> Assigned task: Collect all lines below with the string "green".

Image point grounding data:
= Beginning of Section =

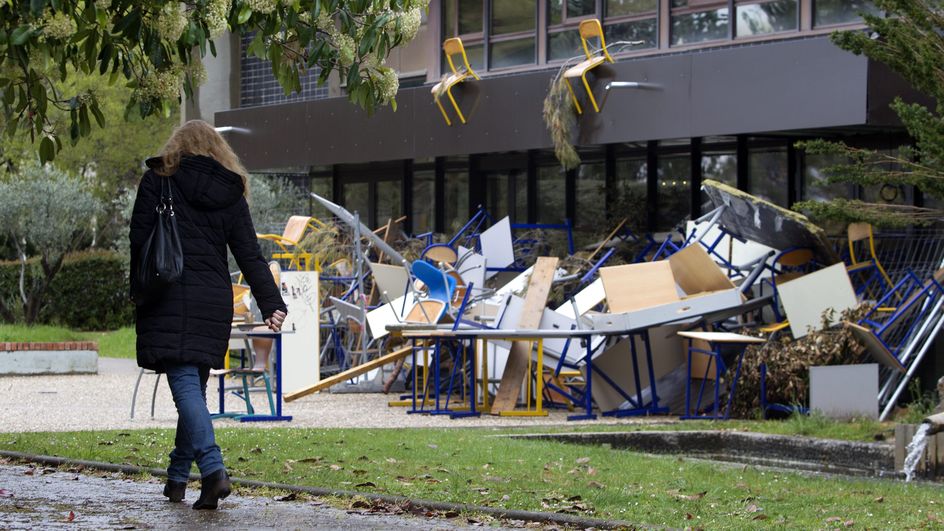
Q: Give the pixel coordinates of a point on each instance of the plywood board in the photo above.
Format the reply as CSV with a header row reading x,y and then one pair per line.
x,y
632,287
300,350
389,314
874,346
535,300
390,279
807,298
695,271
497,244
350,373
585,299
845,391
668,353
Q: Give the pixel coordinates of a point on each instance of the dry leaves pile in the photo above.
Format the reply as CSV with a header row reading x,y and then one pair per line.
x,y
788,362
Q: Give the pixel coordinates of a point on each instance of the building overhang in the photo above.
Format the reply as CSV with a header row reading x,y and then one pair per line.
x,y
800,84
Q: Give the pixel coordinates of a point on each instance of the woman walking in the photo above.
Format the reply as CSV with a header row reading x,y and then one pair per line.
x,y
183,328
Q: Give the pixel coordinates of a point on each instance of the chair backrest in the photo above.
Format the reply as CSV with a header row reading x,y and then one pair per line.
x,y
592,29
439,285
452,47
295,228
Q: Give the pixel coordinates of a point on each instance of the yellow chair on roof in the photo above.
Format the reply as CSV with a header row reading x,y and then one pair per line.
x,y
452,47
588,29
292,234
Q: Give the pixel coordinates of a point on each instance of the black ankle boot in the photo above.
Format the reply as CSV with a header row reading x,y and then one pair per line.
x,y
213,488
175,490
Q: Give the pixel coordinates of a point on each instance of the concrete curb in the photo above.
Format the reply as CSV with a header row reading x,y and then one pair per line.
x,y
508,514
801,453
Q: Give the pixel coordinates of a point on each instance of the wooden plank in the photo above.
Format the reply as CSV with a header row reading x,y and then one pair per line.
x,y
350,373
539,285
636,286
696,272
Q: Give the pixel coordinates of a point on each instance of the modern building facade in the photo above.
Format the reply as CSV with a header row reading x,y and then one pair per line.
x,y
733,84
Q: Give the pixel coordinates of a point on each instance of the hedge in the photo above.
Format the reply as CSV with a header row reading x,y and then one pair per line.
x,y
90,292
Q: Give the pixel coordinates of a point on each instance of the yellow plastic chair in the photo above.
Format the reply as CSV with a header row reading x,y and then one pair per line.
x,y
857,232
292,234
588,29
453,47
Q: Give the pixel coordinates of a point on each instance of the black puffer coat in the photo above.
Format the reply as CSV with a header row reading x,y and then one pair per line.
x,y
189,321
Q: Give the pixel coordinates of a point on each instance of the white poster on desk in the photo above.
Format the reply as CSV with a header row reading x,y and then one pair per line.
x,y
300,348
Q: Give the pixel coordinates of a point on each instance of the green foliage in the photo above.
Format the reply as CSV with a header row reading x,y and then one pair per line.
x,y
90,292
154,47
910,40
48,213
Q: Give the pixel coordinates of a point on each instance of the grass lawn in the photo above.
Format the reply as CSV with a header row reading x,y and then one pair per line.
x,y
112,344
471,466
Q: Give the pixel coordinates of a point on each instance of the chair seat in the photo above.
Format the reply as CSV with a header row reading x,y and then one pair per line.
x,y
583,67
449,81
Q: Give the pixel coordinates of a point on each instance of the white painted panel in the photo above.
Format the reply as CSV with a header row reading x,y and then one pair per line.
x,y
845,391
805,299
300,349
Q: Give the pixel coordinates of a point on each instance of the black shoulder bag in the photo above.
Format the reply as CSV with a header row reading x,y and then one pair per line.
x,y
162,258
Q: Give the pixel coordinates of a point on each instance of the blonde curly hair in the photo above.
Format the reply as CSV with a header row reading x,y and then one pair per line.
x,y
197,137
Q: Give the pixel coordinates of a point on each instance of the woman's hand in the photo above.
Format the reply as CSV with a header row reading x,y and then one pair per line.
x,y
275,322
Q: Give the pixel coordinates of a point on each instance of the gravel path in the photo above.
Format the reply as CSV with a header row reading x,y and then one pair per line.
x,y
103,401
37,498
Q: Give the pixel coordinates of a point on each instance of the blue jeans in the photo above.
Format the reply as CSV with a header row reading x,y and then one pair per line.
x,y
194,440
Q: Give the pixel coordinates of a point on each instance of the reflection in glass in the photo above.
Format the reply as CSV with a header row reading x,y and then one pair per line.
x,y
701,26
826,12
512,53
550,194
511,16
674,196
389,205
616,8
563,45
456,198
770,17
580,8
767,174
591,197
357,199
470,16
628,198
816,183
635,30
424,201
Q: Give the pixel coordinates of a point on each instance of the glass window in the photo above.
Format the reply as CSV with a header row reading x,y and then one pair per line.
x,y
674,196
619,8
424,200
456,207
768,17
767,174
513,16
563,45
552,207
815,182
690,26
591,198
389,205
512,53
628,198
632,30
470,16
357,199
828,12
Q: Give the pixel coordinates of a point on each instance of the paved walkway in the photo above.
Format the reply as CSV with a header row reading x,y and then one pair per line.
x,y
103,401
47,499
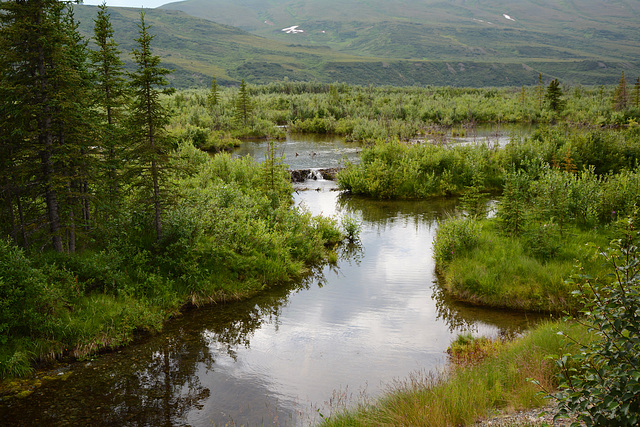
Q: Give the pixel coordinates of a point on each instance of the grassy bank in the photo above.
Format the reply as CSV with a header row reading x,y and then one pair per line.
x,y
469,391
478,263
400,170
229,233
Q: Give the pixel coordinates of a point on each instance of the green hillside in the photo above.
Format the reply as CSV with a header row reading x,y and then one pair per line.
x,y
460,42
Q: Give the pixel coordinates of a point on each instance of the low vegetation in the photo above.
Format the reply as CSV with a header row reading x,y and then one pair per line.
x,y
471,390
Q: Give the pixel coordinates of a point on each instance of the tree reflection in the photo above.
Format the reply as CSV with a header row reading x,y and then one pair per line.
x,y
461,317
156,382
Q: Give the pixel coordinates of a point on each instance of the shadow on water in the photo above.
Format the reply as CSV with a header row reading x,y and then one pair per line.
x,y
159,381
279,357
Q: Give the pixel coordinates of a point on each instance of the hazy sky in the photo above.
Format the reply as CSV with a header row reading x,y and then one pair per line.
x,y
130,3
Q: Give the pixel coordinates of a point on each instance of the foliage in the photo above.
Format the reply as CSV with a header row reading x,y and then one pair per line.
x,y
455,237
601,382
554,96
147,123
351,227
620,95
243,106
469,391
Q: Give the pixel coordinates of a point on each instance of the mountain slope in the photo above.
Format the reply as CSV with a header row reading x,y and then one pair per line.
x,y
442,30
438,50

= End of Section =

> Solution to the exercise:
Q: Give the pixel coordinates of a point on each instance of the green foliage in the photo above.
Q: Give the pixel coordinates of a point on each instance of the green hillside in the photo above.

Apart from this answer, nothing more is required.